Ces fêtes, si supérieures à celles qu’on invente dans les romans, durèrent sept jours. Le roi remporta quatre fois le prix des jeux, et laissa disputer ensuite aux autres chevaliers les prix qu’il avait gagnés, et qu’il leur abandonnait.

La comédie de la Princesse d’Élide, quoiqu’elle ne soit pas une des meilleures de Molière, fut un des plus agréables ornements de ces jeux, par une infinité d’allégories fines sur les mœurs du temps, et par des à-propos qui font l’agrément de ces fêtes, mais qui sont perdus pour la postérité. On était encore très-entêté, à la cour, de l’astrologie judiciaire : plusieurs princes pensaient, par une superstition orgueilleuse, que la nature les distinguait jusqu’à écrire leur destinée dans les astres. Le duc de Savoie, Victor-Amédée, père de la duchesse de Bourgogne, eut un astrologue auprès de lui, même après son abdication. Molière osa attaquer cette illusion dans les Amants magnifiques[1], joués dans une autre fête, en 1670.

Enregistrements affichés
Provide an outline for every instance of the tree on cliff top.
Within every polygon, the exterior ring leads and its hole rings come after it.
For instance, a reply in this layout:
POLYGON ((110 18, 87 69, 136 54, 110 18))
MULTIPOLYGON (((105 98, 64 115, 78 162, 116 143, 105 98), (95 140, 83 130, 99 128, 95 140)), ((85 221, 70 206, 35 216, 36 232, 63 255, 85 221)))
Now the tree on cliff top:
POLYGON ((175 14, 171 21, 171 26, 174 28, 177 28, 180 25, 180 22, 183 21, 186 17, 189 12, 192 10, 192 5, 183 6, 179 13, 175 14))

Tâches à réaliser
a) Dans les enregistrements, depuis leur début jusqu'à la ligne contenant « POLYGON ((110 18, 87 69, 136 54, 110 18)) » incluse, substituez « outer ring » à « exterior ring » et recopiez ces lignes sans rien modifier d'autre.
b) Reprenez le texte sur les fêtes de la cour et les comédies de Molière juste après sa dernière phrase.
Le texte et les enregistrements n'ont aucun rapport entre eux.

Résultats par tâche
a)
Provide an outline for every instance of the tree on cliff top.
Within every polygon, the outer ring leads and its hole rings come after it.
For instance, a reply in this layout:
POLYGON ((110 18, 87 69, 136 54, 110 18))

b)
On y voit aussi un fou de cour, ainsi que dans la Princesse d’Élide. Ces misérables étaient encore fort à la mode. C’était un reste de barbarie, qui a duré plus longtemps en Allemagne qu’ailleurs. Le besoin des amusements, l’impuissance de s’en procurer d’agréables et d’honnêtes dans les temps d’ignorance et de mauvais goût, avaient fait imaginer ce triste plaisir, qui dégrade l’esprit humain. Le fou qui était alors auprès de Louis XIV avait appartenu au prince de Condé : il s’appelait l’Angeli. Le comte de Grammont disait que de tous les fous qui avaient suivi Monsieur le Prince, il n’y avait que l’Angeli qui eût fait fortune. Ce bouffon ne manquait pas d’esprit. C’est lui qui dit « qu’il n’allait pas au sermon, parce qu’il n’aimait pas le brailler, et qu’il n’entendait pas le raisonner ».

  1. Voir, dans la scène ii de l’acte Ier, la dispute qui s’élève entre le fou Clitidas et l’astrologue Anaxarque.